▸ **Raw records**
——————————

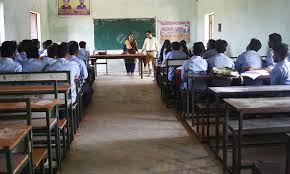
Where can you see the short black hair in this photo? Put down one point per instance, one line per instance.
(198, 48)
(31, 50)
(211, 44)
(276, 39)
(175, 45)
(73, 47)
(62, 51)
(255, 45)
(82, 44)
(221, 46)
(281, 50)
(52, 50)
(8, 48)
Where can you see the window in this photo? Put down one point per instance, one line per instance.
(209, 27)
(2, 28)
(35, 25)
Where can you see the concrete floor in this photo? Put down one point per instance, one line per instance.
(127, 130)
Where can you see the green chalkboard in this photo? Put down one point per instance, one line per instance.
(110, 34)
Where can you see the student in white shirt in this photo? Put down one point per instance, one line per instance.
(275, 40)
(83, 53)
(63, 64)
(220, 60)
(151, 46)
(8, 54)
(51, 54)
(211, 49)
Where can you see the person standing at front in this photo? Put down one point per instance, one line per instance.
(151, 46)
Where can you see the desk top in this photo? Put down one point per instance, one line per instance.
(260, 105)
(10, 136)
(33, 89)
(36, 106)
(117, 56)
(250, 89)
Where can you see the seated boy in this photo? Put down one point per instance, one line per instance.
(63, 64)
(51, 54)
(8, 53)
(84, 54)
(280, 75)
(73, 47)
(195, 65)
(33, 63)
(174, 54)
(220, 60)
(250, 60)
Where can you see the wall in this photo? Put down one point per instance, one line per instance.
(245, 19)
(17, 19)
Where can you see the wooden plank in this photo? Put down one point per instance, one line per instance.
(11, 135)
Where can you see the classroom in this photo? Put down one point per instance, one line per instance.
(144, 87)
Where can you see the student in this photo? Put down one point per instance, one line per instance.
(280, 75)
(166, 48)
(36, 42)
(73, 47)
(211, 49)
(275, 40)
(195, 65)
(33, 63)
(183, 48)
(84, 54)
(45, 45)
(8, 54)
(63, 64)
(21, 55)
(174, 54)
(220, 60)
(51, 54)
(250, 60)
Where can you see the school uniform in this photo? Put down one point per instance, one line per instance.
(33, 65)
(63, 64)
(9, 65)
(20, 57)
(280, 75)
(251, 59)
(175, 54)
(84, 55)
(270, 60)
(82, 66)
(220, 61)
(195, 65)
(49, 60)
(210, 53)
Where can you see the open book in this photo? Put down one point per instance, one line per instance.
(255, 74)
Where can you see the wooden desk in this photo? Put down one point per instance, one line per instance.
(250, 106)
(10, 137)
(47, 107)
(242, 91)
(141, 58)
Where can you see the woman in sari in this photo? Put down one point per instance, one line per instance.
(130, 47)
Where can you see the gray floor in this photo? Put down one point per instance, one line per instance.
(127, 130)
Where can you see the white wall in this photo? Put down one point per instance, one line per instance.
(244, 19)
(82, 28)
(17, 18)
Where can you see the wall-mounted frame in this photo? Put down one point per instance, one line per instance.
(74, 7)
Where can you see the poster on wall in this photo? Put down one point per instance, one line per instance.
(174, 30)
(74, 7)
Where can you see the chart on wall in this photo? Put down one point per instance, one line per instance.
(174, 30)
(110, 34)
(74, 7)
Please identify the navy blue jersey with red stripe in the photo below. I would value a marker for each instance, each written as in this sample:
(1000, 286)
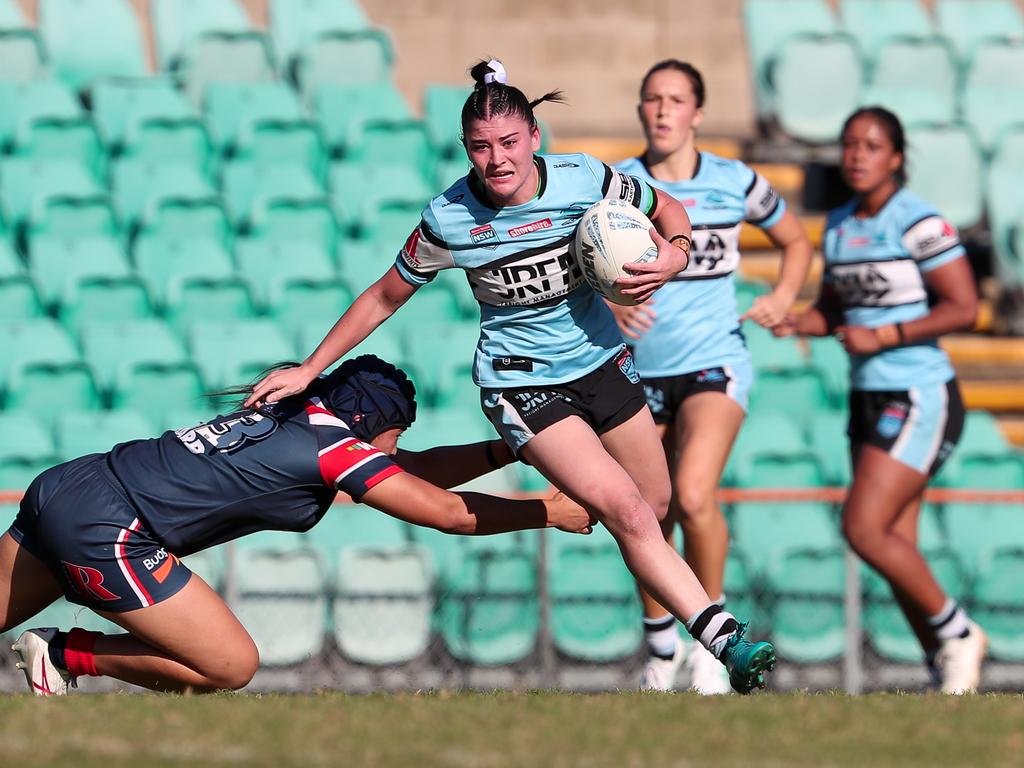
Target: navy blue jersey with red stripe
(275, 469)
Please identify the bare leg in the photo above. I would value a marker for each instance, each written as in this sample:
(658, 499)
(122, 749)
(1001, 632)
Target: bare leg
(883, 487)
(190, 641)
(27, 586)
(574, 460)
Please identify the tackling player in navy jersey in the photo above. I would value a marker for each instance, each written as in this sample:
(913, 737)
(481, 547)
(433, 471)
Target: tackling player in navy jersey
(885, 251)
(108, 529)
(557, 382)
(688, 344)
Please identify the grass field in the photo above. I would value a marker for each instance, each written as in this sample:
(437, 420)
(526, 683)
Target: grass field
(511, 729)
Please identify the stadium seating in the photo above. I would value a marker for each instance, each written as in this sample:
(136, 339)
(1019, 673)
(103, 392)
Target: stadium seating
(595, 609)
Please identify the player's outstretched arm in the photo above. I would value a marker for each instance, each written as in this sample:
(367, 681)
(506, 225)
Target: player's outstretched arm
(372, 307)
(449, 466)
(414, 500)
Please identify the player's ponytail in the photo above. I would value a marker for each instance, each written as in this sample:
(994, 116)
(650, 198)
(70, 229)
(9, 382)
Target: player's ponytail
(494, 97)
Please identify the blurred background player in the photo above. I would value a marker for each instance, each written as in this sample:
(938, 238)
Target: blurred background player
(688, 345)
(886, 252)
(557, 382)
(107, 529)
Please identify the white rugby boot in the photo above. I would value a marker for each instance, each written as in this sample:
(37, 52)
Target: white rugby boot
(44, 677)
(659, 674)
(958, 660)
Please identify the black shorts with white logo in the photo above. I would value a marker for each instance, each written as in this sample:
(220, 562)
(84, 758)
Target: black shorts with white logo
(919, 427)
(607, 396)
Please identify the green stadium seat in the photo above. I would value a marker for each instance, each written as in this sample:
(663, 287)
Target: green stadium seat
(884, 623)
(225, 57)
(54, 139)
(232, 352)
(357, 188)
(295, 220)
(968, 24)
(807, 619)
(57, 263)
(296, 24)
(955, 187)
(765, 531)
(167, 262)
(25, 458)
(26, 182)
(400, 141)
(282, 602)
(102, 297)
(84, 432)
(197, 218)
(73, 216)
(338, 56)
(489, 612)
(595, 607)
(179, 24)
(817, 84)
(769, 24)
(992, 99)
(36, 388)
(996, 603)
(826, 436)
(119, 105)
(92, 40)
(875, 23)
(915, 79)
(159, 389)
(29, 342)
(342, 110)
(23, 57)
(247, 182)
(116, 349)
(383, 604)
(230, 109)
(18, 298)
(442, 113)
(173, 140)
(28, 101)
(138, 184)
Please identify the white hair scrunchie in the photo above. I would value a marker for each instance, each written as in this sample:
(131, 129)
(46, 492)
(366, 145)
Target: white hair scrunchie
(497, 75)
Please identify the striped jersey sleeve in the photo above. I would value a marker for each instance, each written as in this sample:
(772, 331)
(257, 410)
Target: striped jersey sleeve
(346, 462)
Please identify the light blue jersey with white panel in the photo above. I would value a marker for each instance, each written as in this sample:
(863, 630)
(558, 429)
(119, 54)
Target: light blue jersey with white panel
(696, 326)
(541, 323)
(877, 266)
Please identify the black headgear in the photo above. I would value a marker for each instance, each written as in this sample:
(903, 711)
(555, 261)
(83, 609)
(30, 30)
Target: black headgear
(370, 395)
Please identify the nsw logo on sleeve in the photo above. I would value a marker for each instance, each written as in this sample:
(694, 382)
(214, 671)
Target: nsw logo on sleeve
(482, 233)
(892, 419)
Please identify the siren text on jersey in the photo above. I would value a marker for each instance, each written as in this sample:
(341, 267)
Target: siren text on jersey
(612, 233)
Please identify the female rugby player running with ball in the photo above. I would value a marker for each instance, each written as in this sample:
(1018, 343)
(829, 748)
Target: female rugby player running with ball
(687, 342)
(886, 251)
(107, 529)
(557, 382)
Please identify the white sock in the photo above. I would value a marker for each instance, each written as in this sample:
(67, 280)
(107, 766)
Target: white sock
(949, 623)
(660, 635)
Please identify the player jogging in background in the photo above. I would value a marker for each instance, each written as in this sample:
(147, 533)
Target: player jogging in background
(107, 529)
(688, 345)
(557, 382)
(886, 251)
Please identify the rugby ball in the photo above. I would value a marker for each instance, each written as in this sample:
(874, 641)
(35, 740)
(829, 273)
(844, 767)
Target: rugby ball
(610, 235)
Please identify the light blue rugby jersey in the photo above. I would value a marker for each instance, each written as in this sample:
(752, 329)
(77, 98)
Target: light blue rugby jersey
(541, 323)
(696, 326)
(878, 267)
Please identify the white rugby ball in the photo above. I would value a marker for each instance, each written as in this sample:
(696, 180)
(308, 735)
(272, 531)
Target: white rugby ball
(610, 235)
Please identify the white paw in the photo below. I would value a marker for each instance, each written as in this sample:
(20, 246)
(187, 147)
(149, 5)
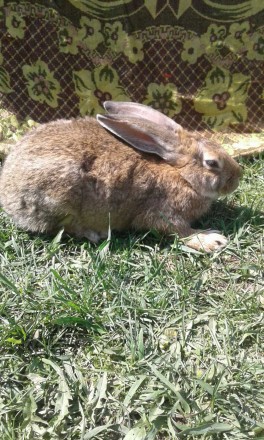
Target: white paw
(207, 241)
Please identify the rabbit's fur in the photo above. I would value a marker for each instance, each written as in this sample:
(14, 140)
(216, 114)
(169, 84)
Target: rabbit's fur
(76, 174)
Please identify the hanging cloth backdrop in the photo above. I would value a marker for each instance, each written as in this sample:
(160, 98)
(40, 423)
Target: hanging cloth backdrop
(201, 62)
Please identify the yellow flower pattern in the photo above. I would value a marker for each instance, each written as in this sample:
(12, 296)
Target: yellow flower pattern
(198, 62)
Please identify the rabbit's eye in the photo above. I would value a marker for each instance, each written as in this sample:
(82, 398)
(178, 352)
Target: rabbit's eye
(212, 163)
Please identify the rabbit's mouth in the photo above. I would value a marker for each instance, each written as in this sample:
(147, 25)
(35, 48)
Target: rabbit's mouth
(229, 186)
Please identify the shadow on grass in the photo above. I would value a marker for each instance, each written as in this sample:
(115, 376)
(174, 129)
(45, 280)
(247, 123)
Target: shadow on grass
(223, 217)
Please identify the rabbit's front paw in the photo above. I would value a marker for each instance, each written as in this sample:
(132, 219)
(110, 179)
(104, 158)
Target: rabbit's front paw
(207, 241)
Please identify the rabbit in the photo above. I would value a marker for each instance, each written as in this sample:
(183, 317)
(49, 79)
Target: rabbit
(132, 167)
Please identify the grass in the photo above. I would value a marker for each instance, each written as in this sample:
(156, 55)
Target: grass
(144, 340)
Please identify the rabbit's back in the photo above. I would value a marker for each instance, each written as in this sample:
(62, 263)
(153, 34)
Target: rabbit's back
(72, 174)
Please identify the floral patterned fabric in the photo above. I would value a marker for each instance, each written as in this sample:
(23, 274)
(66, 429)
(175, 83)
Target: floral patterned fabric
(201, 62)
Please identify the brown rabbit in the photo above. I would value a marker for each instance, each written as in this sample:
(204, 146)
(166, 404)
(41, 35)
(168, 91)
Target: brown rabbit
(75, 174)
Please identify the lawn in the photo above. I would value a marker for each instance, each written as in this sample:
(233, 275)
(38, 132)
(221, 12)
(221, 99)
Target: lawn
(139, 338)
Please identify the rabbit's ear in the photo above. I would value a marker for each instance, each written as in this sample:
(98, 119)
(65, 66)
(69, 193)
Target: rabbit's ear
(133, 109)
(143, 135)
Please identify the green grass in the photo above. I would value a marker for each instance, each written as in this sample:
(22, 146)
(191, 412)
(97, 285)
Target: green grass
(144, 341)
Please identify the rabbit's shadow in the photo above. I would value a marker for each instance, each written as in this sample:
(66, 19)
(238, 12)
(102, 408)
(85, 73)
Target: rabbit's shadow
(223, 217)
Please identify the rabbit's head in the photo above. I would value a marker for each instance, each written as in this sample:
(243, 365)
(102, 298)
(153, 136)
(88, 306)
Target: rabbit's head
(206, 166)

——————————

▸ **Task to carry out**
For this exercise, please retype exactly the lines in the listing from the line with "Please identify the lawn" through its last line, both ends included.

▸ **Problem solution**
Please identify the lawn in the photo above. I would value a marker for each instance, each written as in this sample:
(233, 275)
(38, 132)
(221, 12)
(221, 99)
Target: lawn
(139, 338)
Please identify the rabbit's ear in the photo above. I would value a marker for each instance, each written as in this sample:
(98, 119)
(65, 66)
(69, 193)
Target: rabbit's ear
(133, 109)
(143, 135)
Please identify the green grass in the photo above. I would value a marker for each instance, each written as in this sample:
(22, 146)
(191, 412)
(97, 285)
Target: green grass
(144, 341)
Please identify the rabbit's shadow in the photo above. I would value a marker for each instance, each written as in this sample:
(66, 19)
(238, 12)
(102, 408)
(85, 73)
Target: rabbit's shadow
(223, 217)
Please identify the rabbit's head in the photo above. I would value a marker for each instance, each written as in this sample:
(243, 365)
(102, 298)
(153, 136)
(88, 306)
Target: rabbit's head
(206, 166)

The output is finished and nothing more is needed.